Instruções de trabalho
1. Resuma a seleção em duas frases.
2. Segundo a seleção, que comitês também terão de seguir o percentual mínimo de 20% de membros independentes?

Seleção
· · ·
As críticas ao projeto
começam por sua definição de que os conselhos de administração das estatais deverão
contar com a presença mínima de 20% de membros independentes e seus integrantes
serão impedidos de manter relações sindicais, partidárias ou de parentesco com
pessoas no comando do Poder Executivo ou da própria empresa.
Essa regra e o percentual mínimo de 20% de membros
independentes também prevalecerão para os comitês de auditoria, de indicação e
de avaliação.
Outro ponto controverso diz
respeito a origem do projeto, oriundo de proposta conjunta do
Senador Renan Calheiros e do presidente da Câmara dos Deputados, Eduardo Cunha,
dois constantes protagonistas dos recentes escândalos políticos envolvendo
acusações relacionadas a recebimentos de propinas.
Questiona-se
também a politica de gestão imposta, obrigando as empresas estatais a seguirem
regras de governança e controle proporcionais à relevância e ao risco do
negócio.
Se
aprovado, o novo projeto ameaçaria, por exemplo, os Correios, a Caixa Econômica
Federal, por serem empresas 100% públicas, trazendo ainda condições que alteram a composição do Banco do
Brasil, que é uma economia mista.
· · ·
Extrato de dados
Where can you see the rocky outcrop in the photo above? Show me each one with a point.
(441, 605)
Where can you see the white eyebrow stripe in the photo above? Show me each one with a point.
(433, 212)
· · ·
Resultados por tarefa
1. As críticas ao projeto recaem sobre a exigência de pelo menos 20% de membros independentes nos conselhos de administração das estatais, impedidos de manter relações sindicais, partidárias ou de parentesco com o comando do Executivo ou da empresa. Também se critica a origem do projeto, proposto por Renan Calheiros e Eduardo Cunha, e a política de gestão imposta, e, se aprovado, ele ameaçaria os Correios e a Caixa Econômica Federal e alteraria a composição do Banco do Brasil.

2. Os comitês de auditoria, de indicação e de avaliação.